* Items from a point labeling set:
★ ★ ★

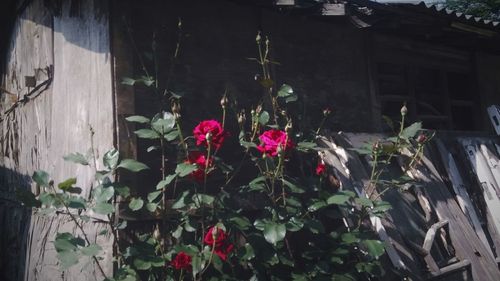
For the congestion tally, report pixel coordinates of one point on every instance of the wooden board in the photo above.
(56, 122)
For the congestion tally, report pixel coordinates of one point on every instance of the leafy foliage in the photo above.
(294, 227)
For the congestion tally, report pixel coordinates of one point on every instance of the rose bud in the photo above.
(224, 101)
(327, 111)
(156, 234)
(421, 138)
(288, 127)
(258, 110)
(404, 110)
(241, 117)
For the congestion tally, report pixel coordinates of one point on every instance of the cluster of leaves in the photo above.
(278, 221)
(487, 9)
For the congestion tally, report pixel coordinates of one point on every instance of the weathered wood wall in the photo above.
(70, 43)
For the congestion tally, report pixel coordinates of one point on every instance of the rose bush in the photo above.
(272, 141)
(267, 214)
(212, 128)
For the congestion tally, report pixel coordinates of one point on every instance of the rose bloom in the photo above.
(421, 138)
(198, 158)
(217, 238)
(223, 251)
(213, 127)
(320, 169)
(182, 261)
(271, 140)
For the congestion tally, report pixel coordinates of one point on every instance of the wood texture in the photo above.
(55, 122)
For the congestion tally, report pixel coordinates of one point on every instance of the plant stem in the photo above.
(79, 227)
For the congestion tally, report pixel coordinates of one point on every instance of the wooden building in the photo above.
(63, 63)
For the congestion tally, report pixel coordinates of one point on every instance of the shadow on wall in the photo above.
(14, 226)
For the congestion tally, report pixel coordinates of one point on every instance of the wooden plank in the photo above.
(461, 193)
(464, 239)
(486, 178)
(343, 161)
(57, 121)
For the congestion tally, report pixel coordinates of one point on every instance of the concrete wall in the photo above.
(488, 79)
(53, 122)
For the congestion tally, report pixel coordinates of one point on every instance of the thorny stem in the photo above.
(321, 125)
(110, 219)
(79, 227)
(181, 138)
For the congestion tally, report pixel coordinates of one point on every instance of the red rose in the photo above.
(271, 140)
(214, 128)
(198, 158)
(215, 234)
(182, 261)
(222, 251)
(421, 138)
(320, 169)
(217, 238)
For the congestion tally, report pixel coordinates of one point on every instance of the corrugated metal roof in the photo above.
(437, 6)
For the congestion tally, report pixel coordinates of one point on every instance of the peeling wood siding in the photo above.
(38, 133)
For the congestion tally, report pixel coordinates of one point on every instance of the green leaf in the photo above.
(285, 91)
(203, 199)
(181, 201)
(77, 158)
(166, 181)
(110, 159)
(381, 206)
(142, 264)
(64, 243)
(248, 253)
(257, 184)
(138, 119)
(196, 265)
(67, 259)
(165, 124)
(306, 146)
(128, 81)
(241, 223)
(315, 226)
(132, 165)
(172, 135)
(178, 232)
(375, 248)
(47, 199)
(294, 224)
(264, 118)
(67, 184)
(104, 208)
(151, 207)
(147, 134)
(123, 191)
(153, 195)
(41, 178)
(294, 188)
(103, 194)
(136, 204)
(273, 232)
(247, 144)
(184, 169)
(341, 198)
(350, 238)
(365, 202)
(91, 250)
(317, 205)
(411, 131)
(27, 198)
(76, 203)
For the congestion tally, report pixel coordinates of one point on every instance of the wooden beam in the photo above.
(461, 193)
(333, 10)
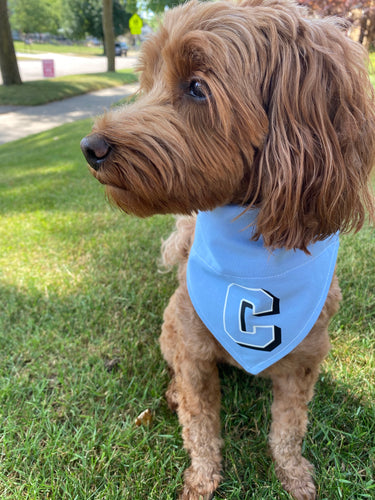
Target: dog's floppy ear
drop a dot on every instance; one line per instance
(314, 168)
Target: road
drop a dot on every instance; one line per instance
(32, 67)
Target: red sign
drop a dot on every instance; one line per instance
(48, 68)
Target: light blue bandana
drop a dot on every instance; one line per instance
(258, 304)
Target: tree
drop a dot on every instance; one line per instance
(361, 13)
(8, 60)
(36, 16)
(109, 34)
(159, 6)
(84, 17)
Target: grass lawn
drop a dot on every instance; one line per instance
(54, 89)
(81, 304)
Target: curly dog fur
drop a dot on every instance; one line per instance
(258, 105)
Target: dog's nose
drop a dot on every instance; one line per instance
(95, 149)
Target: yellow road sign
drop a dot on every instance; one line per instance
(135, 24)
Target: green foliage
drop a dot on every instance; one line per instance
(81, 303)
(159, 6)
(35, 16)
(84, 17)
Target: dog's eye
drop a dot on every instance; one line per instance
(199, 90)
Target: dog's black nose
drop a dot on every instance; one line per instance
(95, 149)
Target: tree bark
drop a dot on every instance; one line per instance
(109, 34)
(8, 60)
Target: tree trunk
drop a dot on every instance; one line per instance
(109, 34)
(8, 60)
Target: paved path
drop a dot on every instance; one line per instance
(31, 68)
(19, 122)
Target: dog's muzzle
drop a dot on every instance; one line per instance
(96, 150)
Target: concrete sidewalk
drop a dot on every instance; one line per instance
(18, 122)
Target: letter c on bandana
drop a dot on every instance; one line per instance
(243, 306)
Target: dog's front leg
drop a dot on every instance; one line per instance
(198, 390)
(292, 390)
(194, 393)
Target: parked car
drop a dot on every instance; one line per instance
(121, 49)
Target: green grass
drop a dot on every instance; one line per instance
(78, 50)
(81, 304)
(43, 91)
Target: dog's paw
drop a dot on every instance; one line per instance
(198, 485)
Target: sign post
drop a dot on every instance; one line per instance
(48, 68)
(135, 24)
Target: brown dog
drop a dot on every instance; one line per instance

★ ★ ★

* What to work on: Transcribe all of the items above line for line, word for word, leaving out the pictures.

* Output:
For the congestion tally, report pixel coordinates of one point on every instance of the wooden board in the photo above.
(56, 122)
For the congestion tally, report pixel coordinates of one point on every instance of the leafy foliage in the photo above.
(294, 227)
For the congestion tally, report pixel coordinates of one point on every instance of the rose bud in the photo above.
(224, 101)
(327, 111)
(156, 234)
(421, 138)
(288, 127)
(258, 110)
(404, 110)
(241, 117)
For the congestion tally, report pixel coordinates of one point on every instance of the cluster of leaves in the photo above.
(278, 221)
(487, 9)
For the congestion tally, report pixel coordinates of one point on every instance of the weathered wood wall in the photo above.
(70, 43)
For the congestion tally, report pixel coordinates of one point on every instance of the rose bush in the photo above.
(272, 141)
(267, 214)
(212, 128)
For the congestion tally, report pixel coordinates of one point on every instance of the rose bloom in the photo above.
(421, 138)
(198, 158)
(217, 238)
(223, 251)
(213, 127)
(320, 169)
(182, 261)
(271, 140)
For the congestion tally, report pixel coordinates of one point on every instance of the wood texture in the photo above.
(55, 122)
For the congestion tally, report pixel coordinates of one point on every instance of the plant stem in the photo above.
(79, 227)
For the congestion tally, report pixel coordinates of one point on every instance of the wooden building in the photo above.
(63, 63)
For the congestion tally, report pixel coordinates of one point on every instance of the shadow on wall in the photo above.
(14, 226)
For the congestion tally, report pixel coordinates of one point on every instance of the wooden plank in the photo above.
(461, 193)
(464, 239)
(486, 178)
(343, 161)
(57, 121)
For the congestion tally, report pixel coordinates of one point on every instance of the concrete wall in the photo above.
(488, 79)
(53, 122)
For the congestion tally, report pixel coordinates of one point on every instance of the thorny stem in the photo above.
(321, 125)
(110, 219)
(79, 227)
(181, 138)
For the congestion tally, report pixel coordinates of one point on every instance of the red rose in the photo above.
(271, 140)
(214, 128)
(198, 158)
(215, 234)
(182, 261)
(222, 251)
(421, 138)
(320, 169)
(217, 238)
For the congestion tally, report pixel coordinates of one point on every instance of the corrugated metal roof in the photo above.
(437, 6)
For the congestion tally, report pixel coordinates of one point on every instance of the peeling wood siding in the photo above.
(38, 133)
For the congestion tally, report pixel coordinates of one point on every instance of the green leaf in the photo above.
(285, 91)
(203, 199)
(181, 201)
(77, 158)
(166, 181)
(110, 159)
(381, 206)
(142, 264)
(64, 243)
(248, 253)
(257, 184)
(138, 119)
(196, 265)
(67, 259)
(165, 124)
(306, 146)
(128, 81)
(241, 223)
(315, 226)
(132, 165)
(172, 135)
(178, 232)
(375, 248)
(47, 199)
(294, 224)
(264, 118)
(67, 184)
(104, 208)
(151, 207)
(147, 134)
(123, 191)
(153, 195)
(41, 178)
(294, 188)
(103, 194)
(136, 204)
(273, 232)
(247, 144)
(184, 169)
(341, 198)
(350, 238)
(365, 202)
(91, 250)
(317, 205)
(411, 131)
(27, 198)
(76, 203)
For the congestion tally, report pixel coordinates of one point on every instance of the wooden beam in the photo above.
(461, 193)
(333, 10)
Target: dog's floppy ear
drop a dot on every instance; one line per instance
(314, 168)
Target: road
drop a dot on every instance; one line per instance
(32, 67)
Target: red sign
drop a dot on every instance; one line per instance
(48, 68)
Target: light blue bandana
drop a dot on every instance; one line per instance
(258, 304)
Target: tree
drop a dot on every instance; one line per instance
(361, 13)
(8, 60)
(36, 16)
(109, 34)
(159, 6)
(84, 17)
Target: grass lawn
drop a dot on every instance; one line per instance
(54, 89)
(81, 304)
Target: curly dog fur
drop a dot on every instance; one line per instance
(258, 105)
Target: dog's nose
drop a dot on every instance; one line per instance
(95, 149)
Target: yellow road sign
drop a dot on every instance; one line per instance
(135, 24)
Target: green foliage
drop a dot on every instance; one line per instance
(81, 303)
(159, 6)
(35, 16)
(84, 17)
Target: dog's eye
drop a dot on every instance; one line per instance
(199, 90)
Target: dog's black nose
drop a dot on every instance; one line per instance
(95, 149)
Target: tree bark
drop a dot on every instance; one line per instance
(109, 34)
(8, 60)
Target: tree trunk
drop a dot on every instance; one line per instance
(109, 34)
(8, 60)
Target: paved path
drop a dot on every instance; one line per instance
(31, 68)
(19, 122)
Target: dog's muzzle
drop a dot on every instance; one line per instance
(96, 150)
Target: concrete sidewalk
drop a dot on every instance; one line per instance
(18, 122)
Target: letter c on bandana
drop a dot on every instance; one line per instance
(243, 306)
Target: dog's front leg
drop a dot on every instance; one line per instance
(198, 390)
(292, 390)
(194, 393)
Target: parked car
drop a dot on every instance; one line per instance
(121, 49)
Target: green grass
drop a dot on every instance; one line per instance
(78, 50)
(81, 304)
(43, 91)
Target: dog's paw
drop a dot on every instance; one line per instance
(198, 485)
Target: sign post
drop a dot on every instance; one line per instance
(48, 68)
(135, 24)
Target: brown dog
drop a dot on every instance; one line per instance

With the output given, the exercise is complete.